SUPPLIED INFORMATION:
= = =

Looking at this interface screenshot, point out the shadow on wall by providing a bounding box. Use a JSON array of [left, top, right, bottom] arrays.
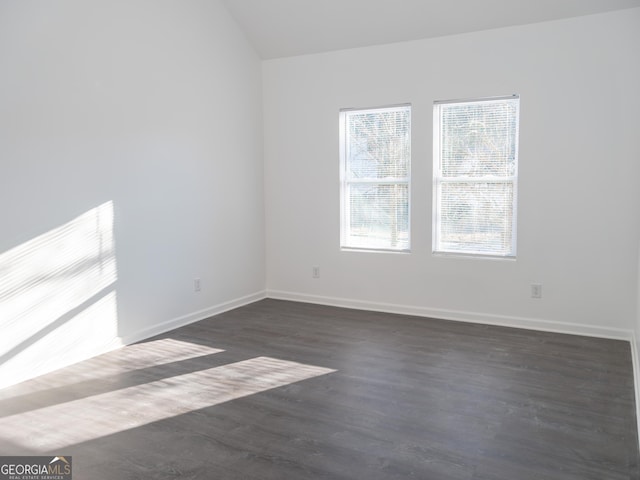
[[0, 201, 121, 388]]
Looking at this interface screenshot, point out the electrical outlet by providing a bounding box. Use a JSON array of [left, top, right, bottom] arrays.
[[531, 283, 542, 298]]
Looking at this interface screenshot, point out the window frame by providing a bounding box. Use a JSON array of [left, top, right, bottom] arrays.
[[339, 103, 412, 253], [431, 94, 520, 260]]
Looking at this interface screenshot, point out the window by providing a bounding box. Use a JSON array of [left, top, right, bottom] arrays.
[[433, 95, 520, 257], [340, 105, 411, 251]]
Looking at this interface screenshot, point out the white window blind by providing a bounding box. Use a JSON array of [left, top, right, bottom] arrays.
[[433, 95, 520, 257], [340, 105, 411, 251]]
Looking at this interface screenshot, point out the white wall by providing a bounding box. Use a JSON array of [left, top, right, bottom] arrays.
[[0, 0, 265, 383], [263, 9, 640, 338]]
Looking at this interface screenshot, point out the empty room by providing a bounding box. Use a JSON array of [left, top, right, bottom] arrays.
[[0, 0, 640, 480]]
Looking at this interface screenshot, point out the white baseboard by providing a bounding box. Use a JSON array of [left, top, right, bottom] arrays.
[[122, 290, 266, 345], [267, 290, 633, 341]]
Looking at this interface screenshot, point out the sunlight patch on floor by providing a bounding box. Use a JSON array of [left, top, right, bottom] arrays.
[[0, 357, 335, 452]]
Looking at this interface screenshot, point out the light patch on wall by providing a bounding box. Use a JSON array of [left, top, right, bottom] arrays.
[[0, 201, 120, 388], [0, 357, 335, 452]]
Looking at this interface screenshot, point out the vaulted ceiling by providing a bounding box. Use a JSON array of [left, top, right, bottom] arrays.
[[222, 0, 640, 59]]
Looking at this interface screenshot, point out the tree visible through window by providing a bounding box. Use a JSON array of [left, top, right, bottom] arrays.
[[340, 106, 411, 251], [433, 96, 519, 257]]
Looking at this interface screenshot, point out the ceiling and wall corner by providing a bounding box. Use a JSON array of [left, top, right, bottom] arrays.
[[223, 0, 640, 59]]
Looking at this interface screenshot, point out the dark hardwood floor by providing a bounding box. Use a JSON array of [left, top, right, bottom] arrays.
[[0, 300, 639, 480]]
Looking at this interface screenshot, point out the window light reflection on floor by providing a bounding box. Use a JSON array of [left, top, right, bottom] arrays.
[[0, 357, 335, 452]]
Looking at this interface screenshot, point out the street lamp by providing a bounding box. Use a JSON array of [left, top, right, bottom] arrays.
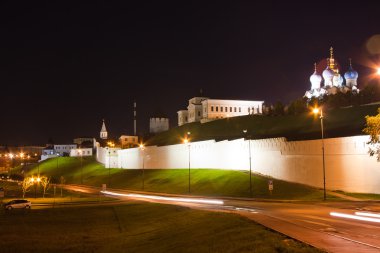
[[243, 129, 252, 198], [183, 136, 191, 194], [313, 108, 326, 200], [78, 149, 83, 184], [140, 144, 145, 190], [107, 148, 111, 187]]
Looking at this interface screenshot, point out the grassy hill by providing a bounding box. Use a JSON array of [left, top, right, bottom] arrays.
[[19, 157, 334, 200], [146, 104, 380, 146]]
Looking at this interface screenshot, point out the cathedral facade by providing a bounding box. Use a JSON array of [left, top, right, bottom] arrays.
[[305, 47, 359, 99]]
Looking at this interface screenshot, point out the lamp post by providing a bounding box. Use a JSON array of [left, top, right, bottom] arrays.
[[140, 144, 145, 190], [108, 149, 111, 187], [183, 136, 191, 194], [243, 129, 252, 198], [313, 108, 326, 200], [78, 149, 83, 184]]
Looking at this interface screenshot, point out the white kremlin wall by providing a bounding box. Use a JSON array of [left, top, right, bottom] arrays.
[[98, 136, 380, 194]]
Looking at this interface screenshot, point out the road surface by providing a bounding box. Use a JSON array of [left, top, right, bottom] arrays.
[[66, 185, 380, 253]]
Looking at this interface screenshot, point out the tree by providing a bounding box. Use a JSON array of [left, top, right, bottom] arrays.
[[363, 108, 380, 162], [40, 176, 50, 198], [288, 98, 307, 115], [21, 177, 34, 198]]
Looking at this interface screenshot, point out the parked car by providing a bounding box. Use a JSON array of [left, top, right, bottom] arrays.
[[4, 199, 32, 210]]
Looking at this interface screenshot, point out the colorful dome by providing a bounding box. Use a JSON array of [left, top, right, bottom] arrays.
[[322, 67, 335, 80], [344, 58, 359, 79]]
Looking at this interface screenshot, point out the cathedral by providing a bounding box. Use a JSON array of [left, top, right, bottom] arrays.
[[305, 47, 359, 99]]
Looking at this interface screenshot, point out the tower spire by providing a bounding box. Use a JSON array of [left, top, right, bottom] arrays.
[[330, 47, 334, 59], [100, 119, 108, 140]]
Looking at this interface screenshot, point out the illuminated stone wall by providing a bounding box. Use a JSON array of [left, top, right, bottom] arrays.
[[97, 136, 380, 193]]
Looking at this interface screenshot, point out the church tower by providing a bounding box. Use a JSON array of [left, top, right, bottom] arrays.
[[100, 119, 108, 140]]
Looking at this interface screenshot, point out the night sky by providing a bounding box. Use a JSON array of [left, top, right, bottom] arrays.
[[0, 1, 380, 145]]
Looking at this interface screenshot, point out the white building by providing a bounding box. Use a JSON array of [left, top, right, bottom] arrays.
[[54, 144, 77, 156], [177, 97, 264, 126], [119, 135, 139, 148], [149, 118, 169, 134], [70, 148, 92, 157], [305, 48, 359, 99]]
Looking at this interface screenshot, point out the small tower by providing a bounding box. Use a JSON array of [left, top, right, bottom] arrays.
[[100, 119, 108, 140], [344, 58, 359, 89], [310, 63, 322, 90]]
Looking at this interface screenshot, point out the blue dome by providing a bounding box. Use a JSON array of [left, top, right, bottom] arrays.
[[344, 67, 359, 79], [322, 68, 335, 80]]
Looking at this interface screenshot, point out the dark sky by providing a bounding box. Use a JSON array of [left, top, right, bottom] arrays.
[[0, 0, 380, 145]]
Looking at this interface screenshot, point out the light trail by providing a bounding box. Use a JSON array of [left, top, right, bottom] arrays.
[[101, 191, 224, 205], [355, 212, 380, 218], [330, 212, 380, 223]]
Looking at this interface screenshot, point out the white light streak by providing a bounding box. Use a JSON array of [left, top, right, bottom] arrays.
[[101, 191, 224, 205], [330, 212, 380, 223], [355, 212, 380, 218]]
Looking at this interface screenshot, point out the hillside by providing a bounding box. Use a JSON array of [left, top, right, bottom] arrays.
[[146, 104, 380, 146], [20, 157, 335, 200]]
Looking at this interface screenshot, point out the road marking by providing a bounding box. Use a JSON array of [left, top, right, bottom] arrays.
[[330, 212, 380, 223], [101, 191, 224, 205], [355, 212, 380, 218]]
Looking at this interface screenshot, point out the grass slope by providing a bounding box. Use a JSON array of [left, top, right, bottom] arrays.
[[0, 203, 321, 253], [146, 104, 380, 146], [21, 157, 333, 200]]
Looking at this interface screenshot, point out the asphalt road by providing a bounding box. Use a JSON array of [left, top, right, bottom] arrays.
[[66, 185, 380, 253]]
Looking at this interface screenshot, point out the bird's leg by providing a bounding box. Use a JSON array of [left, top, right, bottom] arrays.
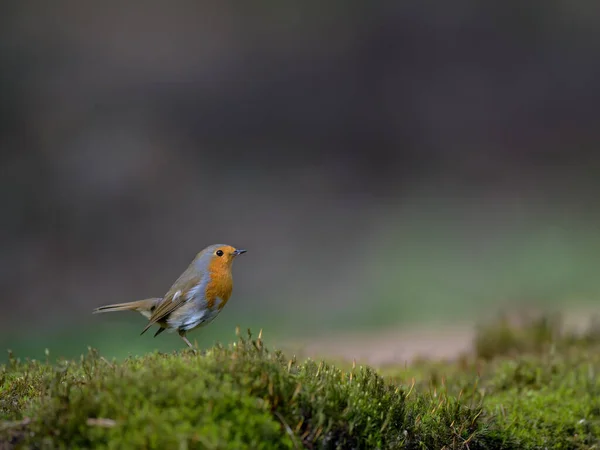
[[179, 330, 196, 351]]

= = =

REQUEST:
Identify every line of the records that contains the word "tower" and copy each one out.

OUTPUT:
Looking at this interface screenshot, point out the tower spire by providing a bounding box. Use a JSON array of [left, top, right, bottom] arrays.
Looking at this interface screenshot, point out the church tower by providing a bounding box. Use a JSON array of [left, top, right, bottom] arrays.
Looking at this interface screenshot, point out the small tower by providing a bounding box. Use a JSON array of [left, top, right, bottom] arrays.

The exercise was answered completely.